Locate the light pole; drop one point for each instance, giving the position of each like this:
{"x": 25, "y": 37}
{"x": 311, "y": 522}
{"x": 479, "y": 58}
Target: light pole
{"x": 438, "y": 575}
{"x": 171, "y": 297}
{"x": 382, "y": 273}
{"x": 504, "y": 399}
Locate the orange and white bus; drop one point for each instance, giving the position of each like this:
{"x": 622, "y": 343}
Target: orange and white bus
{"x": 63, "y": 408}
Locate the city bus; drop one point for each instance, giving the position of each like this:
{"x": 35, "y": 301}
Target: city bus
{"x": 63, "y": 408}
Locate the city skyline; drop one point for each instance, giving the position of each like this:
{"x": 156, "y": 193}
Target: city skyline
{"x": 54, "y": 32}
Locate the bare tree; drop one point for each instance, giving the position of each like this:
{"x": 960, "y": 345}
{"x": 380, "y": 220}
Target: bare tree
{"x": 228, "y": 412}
__________
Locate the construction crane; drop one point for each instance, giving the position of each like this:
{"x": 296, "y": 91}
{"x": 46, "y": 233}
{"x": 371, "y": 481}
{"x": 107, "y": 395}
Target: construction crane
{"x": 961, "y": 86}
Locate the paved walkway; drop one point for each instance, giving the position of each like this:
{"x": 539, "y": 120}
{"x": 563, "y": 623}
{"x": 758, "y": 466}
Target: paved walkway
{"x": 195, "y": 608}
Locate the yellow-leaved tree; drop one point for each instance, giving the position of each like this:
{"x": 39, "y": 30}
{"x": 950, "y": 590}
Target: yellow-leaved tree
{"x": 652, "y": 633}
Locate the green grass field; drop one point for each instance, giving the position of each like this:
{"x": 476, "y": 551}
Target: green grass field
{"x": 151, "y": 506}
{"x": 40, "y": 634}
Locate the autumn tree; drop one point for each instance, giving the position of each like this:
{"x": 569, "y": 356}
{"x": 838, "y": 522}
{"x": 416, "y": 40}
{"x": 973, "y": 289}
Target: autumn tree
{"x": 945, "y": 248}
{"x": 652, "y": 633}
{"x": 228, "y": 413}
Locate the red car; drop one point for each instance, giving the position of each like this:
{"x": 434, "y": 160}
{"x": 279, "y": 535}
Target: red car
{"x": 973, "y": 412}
__________
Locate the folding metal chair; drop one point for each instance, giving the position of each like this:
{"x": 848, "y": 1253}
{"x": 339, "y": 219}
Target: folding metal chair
__________
Reproduce word for word the lines from the one containing "Locate the folding" through the one containing "Target: folding metal chair", including both of those lines.

Locate the folding metal chair; drop one point for each instance, giving the position of each like this:
{"x": 848, "y": 1253}
{"x": 339, "y": 219}
Target: folding metal chair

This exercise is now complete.